#### Description of the task
Rewrite the records below, changing "green leaf" to "yellow leaf" wherever it occurs and keeping everything else unchanged.

########################################

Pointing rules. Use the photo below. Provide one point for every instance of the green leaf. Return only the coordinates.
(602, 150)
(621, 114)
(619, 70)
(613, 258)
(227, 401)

########################################

#### Answer
Pointing rules. Use the photo below. Provide one point for every instance of the yellow leaf. Return only the coordinates.
(602, 150)
(621, 114)
(619, 70)
(613, 258)
(227, 401)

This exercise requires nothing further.